* OBJETIVO *
Responde con el texto extraído a estas tres preguntas, numerando cada respuesta igual:
1. ¿Quién tradujo recientemente el libro de Pierre Boulez sobre Paul Klee?
2. ¿Qué alumno de Sánchez-Verdú se pone como ejemplo de preocupación por la especulación sonora en las bandas de música?
3. ¿Qué clarinetista interpreta la parte solista de Memoria de la isla verde?

Por su parte, Sánchez-Verdú reconoce que las bandas de música permanecen ancladas en un canon en el que predomina “la tonalidad o el estilo de la música de películas”, por lo que ha buscado otro camino, haciendo valer esa capacidad de renovación propia de algunos creadores que destacaba Pierre Boulez en El país fértil. Paul Klee. Un libro, traducido recientemente por el propio Sánchez-Verdú, en el que el músico galo explica cómo le influyó la obra del pintor alemán. Por ello, éste dice estar convencido de que, con la banda de música, “viniendo de esa gran tradición de la que hablamos también se puede reflexionar sobre otras formas de hacer y de pensar”. Con esto “no va a dejar de ser el mismo tipo de agrupación y sus miembros los mismos intérpretes”, opina, pero sí se pueden reivindicar otros lenguajes que se abran a estéticas distintas. Como ejemplo pone el trabajo de uno de sus alumnos, preocupado también por la especulación sonora en el ámbito de las bandas de música, José Miguel Fayos-Jordán, y otros colegas a los que él se suma “para enriquecer y para aportar diferentes visiones en lo que se denomina música actual”. Además, esta actitud tiene mucho de aventura creativa. Según explica: “para mí el arte sin aventuras es muy aburrido. Creo que es importante aventurarse, porque ahí es donde encuentras cosas que te pueden llegar más profundamente que otras reiteradas antropofágicamente una y otra vez”.
En Memoria de la isla verde, el objetivo de su autor es que los oyentes encuentren en ella una oportunidad de “percibir experiencias y formas poéticas diferentes que pueden ser bellas y muy interesantes sin tomar el camino fácil y repetido”. La parte solista es virtuosística, como corresponde “a la calidad y habilidad” del clarinetista Manuel Martínez, pero se aleja de otras páginas para el instrumento como Inscriptio (Deploratio IV) o Elogio del horizonte puesto que la misión de la obra es diferente: “la banda sinfónica no tiene nada que ver con una orquesta. Todo cambia: el material, la acústica, las velocidades. Aquí me enfrento al hecho de tener, por ejemplo, bombardinos, dos tubas, seis saxofones, clarinetes primeros, segundos y terceros, dos contrabajos… Es una orografía muy diferente a la de la orquesta y, si tú haces una carretera por el desierto, tienes que tomar decisiones distintas a si la haces a través de una jungla. Mi primera aventura con la banda ha sido muy excitante”, concluye.

* REGISTROS *
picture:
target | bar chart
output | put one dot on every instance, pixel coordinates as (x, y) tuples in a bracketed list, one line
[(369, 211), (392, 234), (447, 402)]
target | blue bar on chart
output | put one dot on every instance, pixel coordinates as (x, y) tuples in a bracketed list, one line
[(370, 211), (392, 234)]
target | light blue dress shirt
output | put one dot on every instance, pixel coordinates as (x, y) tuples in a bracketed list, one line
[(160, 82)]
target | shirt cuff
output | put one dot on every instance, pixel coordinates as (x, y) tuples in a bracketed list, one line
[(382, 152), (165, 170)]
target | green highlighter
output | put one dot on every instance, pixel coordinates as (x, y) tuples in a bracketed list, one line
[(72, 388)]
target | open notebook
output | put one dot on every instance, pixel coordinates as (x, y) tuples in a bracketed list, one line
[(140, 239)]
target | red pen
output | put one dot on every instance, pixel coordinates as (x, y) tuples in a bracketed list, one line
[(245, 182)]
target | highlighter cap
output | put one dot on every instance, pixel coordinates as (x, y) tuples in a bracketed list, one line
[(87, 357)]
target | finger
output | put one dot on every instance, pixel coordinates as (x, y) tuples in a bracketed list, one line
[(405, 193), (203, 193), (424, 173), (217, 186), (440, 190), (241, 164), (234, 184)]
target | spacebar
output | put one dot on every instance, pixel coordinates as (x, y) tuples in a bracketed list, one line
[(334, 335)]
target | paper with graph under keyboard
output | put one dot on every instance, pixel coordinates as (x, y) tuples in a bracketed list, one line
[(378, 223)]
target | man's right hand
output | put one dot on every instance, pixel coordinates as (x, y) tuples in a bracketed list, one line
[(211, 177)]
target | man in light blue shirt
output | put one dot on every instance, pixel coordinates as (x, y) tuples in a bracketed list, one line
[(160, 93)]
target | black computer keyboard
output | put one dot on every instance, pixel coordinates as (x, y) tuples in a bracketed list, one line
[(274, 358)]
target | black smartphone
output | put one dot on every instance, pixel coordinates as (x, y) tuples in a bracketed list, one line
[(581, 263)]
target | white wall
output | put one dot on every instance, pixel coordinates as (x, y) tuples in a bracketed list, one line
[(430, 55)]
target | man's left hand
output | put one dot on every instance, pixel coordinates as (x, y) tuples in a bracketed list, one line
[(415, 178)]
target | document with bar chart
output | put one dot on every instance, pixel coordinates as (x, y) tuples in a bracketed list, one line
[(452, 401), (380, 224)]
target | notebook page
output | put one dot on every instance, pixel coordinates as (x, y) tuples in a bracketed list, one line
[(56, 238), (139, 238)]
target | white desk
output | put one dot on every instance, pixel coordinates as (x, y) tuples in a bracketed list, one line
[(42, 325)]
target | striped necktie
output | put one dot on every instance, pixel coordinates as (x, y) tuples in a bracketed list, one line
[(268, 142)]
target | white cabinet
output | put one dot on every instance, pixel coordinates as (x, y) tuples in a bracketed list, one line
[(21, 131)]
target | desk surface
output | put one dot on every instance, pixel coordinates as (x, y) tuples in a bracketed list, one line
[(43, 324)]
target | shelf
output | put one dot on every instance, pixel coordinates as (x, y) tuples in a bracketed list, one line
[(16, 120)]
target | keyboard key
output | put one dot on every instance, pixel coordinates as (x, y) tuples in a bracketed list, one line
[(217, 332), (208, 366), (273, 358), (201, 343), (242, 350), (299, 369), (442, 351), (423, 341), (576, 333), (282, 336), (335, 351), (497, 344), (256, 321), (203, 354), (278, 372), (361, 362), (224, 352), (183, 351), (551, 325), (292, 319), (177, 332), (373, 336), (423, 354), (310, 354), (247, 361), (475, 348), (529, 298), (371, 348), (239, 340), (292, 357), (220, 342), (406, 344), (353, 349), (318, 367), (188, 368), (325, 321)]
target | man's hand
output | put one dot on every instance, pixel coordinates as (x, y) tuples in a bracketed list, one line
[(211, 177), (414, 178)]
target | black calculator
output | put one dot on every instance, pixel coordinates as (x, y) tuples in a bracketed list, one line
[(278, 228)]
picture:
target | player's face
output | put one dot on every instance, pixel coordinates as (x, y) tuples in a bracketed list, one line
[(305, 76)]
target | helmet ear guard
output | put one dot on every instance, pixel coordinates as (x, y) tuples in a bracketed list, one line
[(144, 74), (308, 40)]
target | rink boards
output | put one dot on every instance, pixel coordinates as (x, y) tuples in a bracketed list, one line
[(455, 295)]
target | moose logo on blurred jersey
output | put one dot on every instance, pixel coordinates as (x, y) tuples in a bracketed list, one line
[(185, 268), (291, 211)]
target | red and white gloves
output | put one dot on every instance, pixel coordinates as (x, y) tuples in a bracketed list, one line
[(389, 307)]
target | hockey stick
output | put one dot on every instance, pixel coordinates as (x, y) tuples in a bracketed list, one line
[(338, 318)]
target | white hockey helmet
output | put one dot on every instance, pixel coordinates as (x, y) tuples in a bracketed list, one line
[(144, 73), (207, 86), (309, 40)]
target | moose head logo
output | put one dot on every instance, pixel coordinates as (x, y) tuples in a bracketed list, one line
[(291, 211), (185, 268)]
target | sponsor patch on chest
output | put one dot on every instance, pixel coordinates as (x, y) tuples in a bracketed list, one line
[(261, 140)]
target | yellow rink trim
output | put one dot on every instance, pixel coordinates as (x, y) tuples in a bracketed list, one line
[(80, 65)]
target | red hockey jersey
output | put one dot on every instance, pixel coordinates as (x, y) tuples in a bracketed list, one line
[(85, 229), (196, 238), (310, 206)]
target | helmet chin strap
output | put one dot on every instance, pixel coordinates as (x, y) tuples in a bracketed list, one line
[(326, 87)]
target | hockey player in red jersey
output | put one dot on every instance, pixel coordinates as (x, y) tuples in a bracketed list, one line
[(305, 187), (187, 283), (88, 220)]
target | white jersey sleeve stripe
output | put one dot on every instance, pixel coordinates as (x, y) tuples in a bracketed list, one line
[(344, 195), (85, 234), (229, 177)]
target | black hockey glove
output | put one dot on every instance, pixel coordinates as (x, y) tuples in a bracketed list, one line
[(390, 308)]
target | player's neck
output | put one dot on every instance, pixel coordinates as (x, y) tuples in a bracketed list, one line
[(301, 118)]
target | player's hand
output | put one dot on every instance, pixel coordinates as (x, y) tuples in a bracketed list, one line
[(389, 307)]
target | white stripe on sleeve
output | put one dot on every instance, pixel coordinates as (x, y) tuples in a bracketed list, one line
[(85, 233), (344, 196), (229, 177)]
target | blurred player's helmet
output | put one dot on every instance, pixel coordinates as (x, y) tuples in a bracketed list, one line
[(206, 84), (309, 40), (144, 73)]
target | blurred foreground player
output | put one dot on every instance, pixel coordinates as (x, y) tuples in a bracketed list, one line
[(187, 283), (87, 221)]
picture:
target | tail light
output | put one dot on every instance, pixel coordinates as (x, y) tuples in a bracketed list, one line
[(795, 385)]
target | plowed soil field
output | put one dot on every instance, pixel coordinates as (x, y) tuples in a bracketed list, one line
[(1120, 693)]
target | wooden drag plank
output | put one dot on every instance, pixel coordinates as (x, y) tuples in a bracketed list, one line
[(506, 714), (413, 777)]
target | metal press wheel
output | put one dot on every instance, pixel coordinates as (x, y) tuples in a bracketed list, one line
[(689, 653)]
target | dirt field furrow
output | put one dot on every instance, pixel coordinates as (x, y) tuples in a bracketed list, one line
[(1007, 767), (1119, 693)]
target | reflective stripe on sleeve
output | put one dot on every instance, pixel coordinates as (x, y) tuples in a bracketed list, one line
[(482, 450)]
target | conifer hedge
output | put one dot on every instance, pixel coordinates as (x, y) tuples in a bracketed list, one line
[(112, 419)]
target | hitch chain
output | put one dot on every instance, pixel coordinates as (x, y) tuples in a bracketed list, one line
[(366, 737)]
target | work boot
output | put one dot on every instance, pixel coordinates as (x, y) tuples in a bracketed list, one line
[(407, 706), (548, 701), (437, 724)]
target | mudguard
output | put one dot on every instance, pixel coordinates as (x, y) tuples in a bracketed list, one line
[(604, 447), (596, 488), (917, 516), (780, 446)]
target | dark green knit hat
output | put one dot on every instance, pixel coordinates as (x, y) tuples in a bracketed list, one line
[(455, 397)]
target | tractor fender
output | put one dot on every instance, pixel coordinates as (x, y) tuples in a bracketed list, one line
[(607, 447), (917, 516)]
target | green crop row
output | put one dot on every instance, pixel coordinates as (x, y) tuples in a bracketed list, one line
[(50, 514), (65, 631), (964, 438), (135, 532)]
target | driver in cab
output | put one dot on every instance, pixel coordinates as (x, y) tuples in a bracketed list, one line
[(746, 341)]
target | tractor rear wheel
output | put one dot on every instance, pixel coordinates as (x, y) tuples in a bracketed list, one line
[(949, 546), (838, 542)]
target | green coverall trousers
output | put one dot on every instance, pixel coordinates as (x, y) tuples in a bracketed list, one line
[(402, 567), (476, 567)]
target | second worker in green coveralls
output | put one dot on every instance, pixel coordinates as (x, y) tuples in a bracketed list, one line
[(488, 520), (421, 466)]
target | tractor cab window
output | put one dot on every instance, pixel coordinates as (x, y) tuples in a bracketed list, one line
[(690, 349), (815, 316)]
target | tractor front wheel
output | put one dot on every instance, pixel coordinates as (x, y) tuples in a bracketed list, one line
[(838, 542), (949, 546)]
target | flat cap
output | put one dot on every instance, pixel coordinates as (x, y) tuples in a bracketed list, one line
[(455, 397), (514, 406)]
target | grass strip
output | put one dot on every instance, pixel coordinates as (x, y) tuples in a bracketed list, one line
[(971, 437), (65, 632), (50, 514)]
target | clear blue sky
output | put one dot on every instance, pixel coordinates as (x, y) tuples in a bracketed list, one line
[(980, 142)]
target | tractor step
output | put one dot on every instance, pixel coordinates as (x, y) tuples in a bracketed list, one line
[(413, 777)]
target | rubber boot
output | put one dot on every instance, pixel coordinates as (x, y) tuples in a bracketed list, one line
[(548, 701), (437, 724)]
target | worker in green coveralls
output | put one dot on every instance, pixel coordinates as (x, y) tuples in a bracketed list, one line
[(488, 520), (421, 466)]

* SOLUCIÓN ESCRITA *
1. El propio Sánchez-Verdú.
2. José Miguel Fayos-Jordán.
3. Manuel Martínez.